[What you will do]
1 - In the DMR explainer, which organization published the DMR standard, and in what year?
2 - Edit the DMR explainer by rewriting everything from "What Is DMR?" down to "on the air.", with "codeplugs" changed to "code plugs" throughout that stretch.

[Selected passage]
— Begin —

What Is DMR? Digital Mobile Radio Explained for Ham Operators

DMR is the most popular digital voice mode in ham radio, but it has a reputation for being confusing. Here's how it actually works: talkgroups, codeplugs, hotspots, networks, and what you need to get on the air.

March 21, 2026 · 14 min read

DMR stands for Digital Mobile Radio. It's a digital voice standard originally designed for commercial two-way radio systems and published by ETSI (the European Telecommunications Standards Institute) in 2005. Ham radio operators adopted it because DMR radios are cheap, the protocol is efficient, and the global repeater infrastructure is massive.

It also has a reputation for being the most confusing thing in amateur radio. That reputation is partly earned. FM is plug-and-play: pick a frequency, set a tone, talk. DMR requires you to understand talkgroups, time slots, color codes, and codeplugs before you can make your first contact. But once the concepts click, the payoff is real. You get crystal-clear digital audio, worldwide connectivity through internet-linked networks, and access to a mode that's growing faster than any other in amateur radio.

How DMR Works

Analog FM radio is simple. One conversation occupies one frequency. If someone else wants to talk on that same frequency, they wait.

DMR uses a technique called TDMA, or Time Division Multiple Access. It splits a single 12.5 kHz channel into two alternating time slots, each roughly 30 milliseconds long. Slot 1 and Slot 2 take turns, switching back and forth so fast that both conversations sound continuous to the human ear. The result: two simultaneous conversations on one frequency, using the same bandwidth that analog FM uses for one.

Your voice is digitized using the AMBE+2 vocoder (Advanced Multi-Band Excitation), compressed into data packets, and transmitted in bursts during your assigned time slot. On the receiving end, the process reverses. The vocoder reconstructs the audio, and what comes out of the speaker is a clean, consistent signal without the static and fade that analog FM produces at the edge of range.

This burst transmission has a side benefit: battery life. Your radio only transmits during its time slot, not continuously. In practice, a DMR radio on a full charge will outlast the same radio running analog FM by a meaningful margin.

TDMA time slot diagram showing how DMR splits one channel into two alternating time slots (TS1 and TS2)

DMR Tiers: What Matters for Ham Radio

The ETSI standard defines three tiers. Only one of them matters to most amateur operators.

Tier I is license-free, low-power, simplex-only operation. Think of it as the digital equivalent of FRS. No repeaters, no infrastructure. Ham operators don't use Tier I.

Tier II is where amateur radio lives. Tier II is a conventional (non-trunked) repeater-based system using two-slot TDMA. Every DMR repeater you'll hit as a ham, every hotspot you'll set up at home, and every talkgroup you'll join operates on Tier II. When people say "DMR" in a ham radio context, they mean Tier II.

— End —

[Raw records]
— Begin —

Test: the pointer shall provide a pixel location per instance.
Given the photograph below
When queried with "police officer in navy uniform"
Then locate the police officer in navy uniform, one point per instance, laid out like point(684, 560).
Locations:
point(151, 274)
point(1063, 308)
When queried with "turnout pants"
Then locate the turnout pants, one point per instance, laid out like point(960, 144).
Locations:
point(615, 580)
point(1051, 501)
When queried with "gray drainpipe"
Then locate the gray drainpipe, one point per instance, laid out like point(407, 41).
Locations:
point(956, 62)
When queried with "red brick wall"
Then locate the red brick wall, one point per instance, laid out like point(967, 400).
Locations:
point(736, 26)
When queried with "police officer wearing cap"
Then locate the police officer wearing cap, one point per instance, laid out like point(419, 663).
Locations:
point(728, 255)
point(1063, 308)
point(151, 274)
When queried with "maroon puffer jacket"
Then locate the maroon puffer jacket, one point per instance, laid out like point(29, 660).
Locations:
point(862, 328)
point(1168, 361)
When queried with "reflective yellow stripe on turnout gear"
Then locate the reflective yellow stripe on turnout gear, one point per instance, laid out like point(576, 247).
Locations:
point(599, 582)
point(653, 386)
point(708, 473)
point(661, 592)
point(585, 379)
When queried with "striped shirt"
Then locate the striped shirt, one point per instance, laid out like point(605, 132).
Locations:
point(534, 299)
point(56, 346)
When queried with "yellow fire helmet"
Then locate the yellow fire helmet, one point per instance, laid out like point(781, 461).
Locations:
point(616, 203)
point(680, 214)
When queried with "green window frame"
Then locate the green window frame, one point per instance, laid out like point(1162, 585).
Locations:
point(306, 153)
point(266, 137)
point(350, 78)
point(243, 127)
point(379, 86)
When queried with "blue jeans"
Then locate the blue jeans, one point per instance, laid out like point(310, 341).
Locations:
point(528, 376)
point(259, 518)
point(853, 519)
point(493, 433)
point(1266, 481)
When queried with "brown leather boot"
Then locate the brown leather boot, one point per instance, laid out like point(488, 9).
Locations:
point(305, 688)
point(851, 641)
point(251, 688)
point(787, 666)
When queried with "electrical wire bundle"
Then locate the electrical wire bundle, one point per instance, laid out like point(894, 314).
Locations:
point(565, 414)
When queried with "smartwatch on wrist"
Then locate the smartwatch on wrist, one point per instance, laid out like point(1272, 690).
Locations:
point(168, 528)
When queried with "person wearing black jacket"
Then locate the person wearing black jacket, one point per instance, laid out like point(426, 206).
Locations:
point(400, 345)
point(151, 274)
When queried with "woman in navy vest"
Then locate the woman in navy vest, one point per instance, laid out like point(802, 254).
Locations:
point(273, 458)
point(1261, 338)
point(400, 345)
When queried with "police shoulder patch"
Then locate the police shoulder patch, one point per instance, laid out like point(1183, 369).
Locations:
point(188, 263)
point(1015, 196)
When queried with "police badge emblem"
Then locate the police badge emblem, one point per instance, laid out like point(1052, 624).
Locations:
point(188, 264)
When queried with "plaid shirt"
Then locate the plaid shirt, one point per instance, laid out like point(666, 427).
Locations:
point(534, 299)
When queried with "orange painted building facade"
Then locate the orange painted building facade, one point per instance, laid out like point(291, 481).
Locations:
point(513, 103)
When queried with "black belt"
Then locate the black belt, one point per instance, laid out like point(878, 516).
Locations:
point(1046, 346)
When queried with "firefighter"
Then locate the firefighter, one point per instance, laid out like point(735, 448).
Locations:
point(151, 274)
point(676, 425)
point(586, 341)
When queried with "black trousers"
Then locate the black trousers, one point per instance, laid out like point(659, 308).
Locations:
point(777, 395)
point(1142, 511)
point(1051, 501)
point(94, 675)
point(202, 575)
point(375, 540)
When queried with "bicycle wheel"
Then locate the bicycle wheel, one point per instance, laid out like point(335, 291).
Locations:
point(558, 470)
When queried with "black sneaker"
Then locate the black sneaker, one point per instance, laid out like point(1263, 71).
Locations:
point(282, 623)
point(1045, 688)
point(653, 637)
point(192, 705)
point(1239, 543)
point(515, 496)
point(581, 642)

— End —

[Responses for each task]
1 - ETSI (the European Telecommunications Standards Institute) published it in 2005.

2 -
What Is DMR? Digital Mobile Radio Explained for Ham Operators

DMR is the most popular digital voice mode in ham radio, but it has a reputation for being confusing. Here's how it actually works: talkgroups, code plugs, hotspots, networks, and what you need to get on the air.